Lines with "buckle": report how many there are in the listing below, giving the number and nothing else.
(ENTRIES SUPPLIED)
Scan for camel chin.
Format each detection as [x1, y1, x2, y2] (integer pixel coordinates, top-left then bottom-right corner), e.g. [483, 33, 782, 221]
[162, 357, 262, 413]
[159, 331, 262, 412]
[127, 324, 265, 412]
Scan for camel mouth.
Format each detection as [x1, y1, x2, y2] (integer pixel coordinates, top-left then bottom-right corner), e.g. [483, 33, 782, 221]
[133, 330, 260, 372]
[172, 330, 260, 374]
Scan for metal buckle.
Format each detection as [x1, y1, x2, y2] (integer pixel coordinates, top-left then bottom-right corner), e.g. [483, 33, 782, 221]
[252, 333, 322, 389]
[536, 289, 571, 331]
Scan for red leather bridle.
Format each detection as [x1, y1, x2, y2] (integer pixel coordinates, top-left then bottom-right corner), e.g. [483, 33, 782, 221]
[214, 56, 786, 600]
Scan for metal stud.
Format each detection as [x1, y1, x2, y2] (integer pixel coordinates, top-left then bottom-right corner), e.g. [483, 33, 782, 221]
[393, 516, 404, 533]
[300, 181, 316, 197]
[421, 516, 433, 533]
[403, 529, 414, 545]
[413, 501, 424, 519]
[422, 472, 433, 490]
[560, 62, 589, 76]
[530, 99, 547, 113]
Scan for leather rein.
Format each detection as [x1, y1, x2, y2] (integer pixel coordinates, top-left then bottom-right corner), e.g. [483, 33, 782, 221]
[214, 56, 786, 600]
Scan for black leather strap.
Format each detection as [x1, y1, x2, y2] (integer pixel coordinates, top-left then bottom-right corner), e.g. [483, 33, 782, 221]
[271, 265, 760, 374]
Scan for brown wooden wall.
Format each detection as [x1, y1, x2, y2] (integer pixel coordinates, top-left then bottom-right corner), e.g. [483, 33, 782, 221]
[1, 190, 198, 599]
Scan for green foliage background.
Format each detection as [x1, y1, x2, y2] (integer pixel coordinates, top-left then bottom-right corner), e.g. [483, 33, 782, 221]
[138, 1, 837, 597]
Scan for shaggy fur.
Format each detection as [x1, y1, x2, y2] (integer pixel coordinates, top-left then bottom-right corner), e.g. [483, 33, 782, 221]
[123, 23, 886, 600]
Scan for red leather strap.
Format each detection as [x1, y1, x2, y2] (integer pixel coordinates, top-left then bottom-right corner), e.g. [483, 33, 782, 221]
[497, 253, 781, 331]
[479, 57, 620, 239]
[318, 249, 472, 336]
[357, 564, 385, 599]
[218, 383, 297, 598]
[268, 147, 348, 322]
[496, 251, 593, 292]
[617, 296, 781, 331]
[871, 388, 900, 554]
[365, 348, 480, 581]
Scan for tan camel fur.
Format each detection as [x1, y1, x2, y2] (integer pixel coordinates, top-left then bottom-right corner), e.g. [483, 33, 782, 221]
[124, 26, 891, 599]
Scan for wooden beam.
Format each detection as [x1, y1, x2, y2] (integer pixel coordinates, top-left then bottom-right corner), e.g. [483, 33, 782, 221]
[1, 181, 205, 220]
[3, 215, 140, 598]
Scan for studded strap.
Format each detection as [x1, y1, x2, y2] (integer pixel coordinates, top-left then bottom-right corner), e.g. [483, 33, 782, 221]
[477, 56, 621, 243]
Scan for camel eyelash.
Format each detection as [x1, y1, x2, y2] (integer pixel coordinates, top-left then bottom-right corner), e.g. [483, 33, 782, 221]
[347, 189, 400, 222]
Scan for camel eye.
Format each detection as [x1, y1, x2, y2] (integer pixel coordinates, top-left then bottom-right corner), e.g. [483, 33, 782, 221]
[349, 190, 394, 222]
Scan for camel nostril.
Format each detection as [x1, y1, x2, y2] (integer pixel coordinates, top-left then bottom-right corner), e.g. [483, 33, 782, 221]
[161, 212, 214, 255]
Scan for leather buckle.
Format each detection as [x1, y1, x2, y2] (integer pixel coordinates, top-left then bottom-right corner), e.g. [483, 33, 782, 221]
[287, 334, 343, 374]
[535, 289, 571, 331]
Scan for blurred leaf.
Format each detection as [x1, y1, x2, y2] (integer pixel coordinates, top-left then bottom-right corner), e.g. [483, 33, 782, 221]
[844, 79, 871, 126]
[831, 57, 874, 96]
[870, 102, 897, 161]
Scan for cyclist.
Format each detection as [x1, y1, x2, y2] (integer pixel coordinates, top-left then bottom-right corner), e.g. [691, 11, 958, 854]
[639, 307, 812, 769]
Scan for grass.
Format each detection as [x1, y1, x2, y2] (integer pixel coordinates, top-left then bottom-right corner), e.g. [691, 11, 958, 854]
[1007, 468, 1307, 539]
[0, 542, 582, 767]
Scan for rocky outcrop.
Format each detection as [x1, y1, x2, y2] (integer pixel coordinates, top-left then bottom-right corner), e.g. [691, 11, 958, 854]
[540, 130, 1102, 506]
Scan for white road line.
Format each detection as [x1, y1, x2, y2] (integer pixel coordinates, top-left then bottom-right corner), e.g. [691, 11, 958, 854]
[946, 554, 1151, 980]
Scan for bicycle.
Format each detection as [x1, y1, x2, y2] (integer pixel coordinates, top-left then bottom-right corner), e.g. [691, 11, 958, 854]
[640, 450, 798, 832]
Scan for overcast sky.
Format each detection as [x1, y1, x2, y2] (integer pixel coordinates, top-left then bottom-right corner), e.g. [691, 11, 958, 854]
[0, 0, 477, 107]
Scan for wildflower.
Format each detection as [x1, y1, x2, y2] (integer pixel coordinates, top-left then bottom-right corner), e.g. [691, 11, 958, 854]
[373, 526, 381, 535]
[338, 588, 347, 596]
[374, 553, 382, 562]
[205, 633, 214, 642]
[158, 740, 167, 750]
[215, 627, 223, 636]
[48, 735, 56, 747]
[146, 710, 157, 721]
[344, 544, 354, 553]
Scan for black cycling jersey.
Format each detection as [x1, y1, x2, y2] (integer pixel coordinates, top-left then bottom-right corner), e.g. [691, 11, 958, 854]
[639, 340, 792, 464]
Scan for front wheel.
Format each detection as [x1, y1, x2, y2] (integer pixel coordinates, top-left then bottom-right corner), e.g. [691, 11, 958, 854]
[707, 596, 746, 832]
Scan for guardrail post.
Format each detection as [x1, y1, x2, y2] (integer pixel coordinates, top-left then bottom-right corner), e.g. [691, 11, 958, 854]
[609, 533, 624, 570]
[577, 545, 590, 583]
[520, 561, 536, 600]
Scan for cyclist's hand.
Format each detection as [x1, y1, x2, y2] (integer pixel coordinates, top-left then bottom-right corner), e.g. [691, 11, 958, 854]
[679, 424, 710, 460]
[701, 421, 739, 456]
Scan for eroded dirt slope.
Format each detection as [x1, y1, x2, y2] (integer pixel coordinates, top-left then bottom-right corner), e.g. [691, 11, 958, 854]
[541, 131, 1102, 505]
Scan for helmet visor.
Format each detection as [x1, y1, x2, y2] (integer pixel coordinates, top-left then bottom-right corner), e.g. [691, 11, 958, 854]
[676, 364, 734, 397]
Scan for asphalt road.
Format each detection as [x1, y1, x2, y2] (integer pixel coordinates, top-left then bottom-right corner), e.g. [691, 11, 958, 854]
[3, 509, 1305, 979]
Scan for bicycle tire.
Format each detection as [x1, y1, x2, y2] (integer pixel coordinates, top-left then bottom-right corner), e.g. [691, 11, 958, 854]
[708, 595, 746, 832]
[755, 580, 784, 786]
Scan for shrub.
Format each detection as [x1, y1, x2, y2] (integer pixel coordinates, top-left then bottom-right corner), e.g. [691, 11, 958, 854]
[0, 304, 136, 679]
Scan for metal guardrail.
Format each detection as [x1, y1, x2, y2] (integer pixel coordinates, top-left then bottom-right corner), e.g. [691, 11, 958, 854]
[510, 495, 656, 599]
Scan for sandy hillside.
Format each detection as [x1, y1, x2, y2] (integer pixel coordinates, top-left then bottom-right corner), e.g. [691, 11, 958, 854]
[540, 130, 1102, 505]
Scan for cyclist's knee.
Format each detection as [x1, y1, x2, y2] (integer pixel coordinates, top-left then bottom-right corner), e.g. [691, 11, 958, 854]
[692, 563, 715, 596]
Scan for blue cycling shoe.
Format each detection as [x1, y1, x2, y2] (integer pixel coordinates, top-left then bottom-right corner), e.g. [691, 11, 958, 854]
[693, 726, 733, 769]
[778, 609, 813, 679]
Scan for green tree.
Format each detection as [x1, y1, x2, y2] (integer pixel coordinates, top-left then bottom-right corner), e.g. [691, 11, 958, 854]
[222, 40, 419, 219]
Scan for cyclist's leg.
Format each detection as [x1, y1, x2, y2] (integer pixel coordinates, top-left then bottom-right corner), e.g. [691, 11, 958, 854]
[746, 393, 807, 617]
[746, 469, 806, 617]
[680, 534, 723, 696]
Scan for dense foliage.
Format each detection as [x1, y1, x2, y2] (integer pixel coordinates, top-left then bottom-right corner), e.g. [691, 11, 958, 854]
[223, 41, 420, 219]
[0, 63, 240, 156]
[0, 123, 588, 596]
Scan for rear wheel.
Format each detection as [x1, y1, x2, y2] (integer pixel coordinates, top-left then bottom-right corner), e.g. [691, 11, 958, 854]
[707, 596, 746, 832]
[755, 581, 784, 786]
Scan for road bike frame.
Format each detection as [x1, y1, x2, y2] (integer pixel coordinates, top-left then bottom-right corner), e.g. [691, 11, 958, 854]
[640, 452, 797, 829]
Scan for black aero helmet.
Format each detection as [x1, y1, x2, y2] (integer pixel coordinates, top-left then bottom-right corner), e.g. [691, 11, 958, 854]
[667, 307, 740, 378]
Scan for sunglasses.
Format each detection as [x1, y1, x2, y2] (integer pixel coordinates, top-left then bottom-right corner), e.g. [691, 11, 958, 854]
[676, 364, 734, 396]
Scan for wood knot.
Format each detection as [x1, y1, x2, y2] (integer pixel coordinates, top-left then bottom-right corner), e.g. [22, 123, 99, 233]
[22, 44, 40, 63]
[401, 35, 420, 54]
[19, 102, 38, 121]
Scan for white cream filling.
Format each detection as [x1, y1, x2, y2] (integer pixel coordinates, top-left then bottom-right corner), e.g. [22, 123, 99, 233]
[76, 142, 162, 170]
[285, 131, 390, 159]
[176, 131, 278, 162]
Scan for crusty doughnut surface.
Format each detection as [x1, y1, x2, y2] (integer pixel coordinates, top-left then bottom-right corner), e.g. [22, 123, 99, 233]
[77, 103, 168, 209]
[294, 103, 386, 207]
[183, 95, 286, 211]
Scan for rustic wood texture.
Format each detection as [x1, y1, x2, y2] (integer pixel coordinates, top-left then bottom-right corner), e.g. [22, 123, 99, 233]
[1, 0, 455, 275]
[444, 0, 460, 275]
(End ENTRIES SUPPLIED)
TASK RESPONSE:
2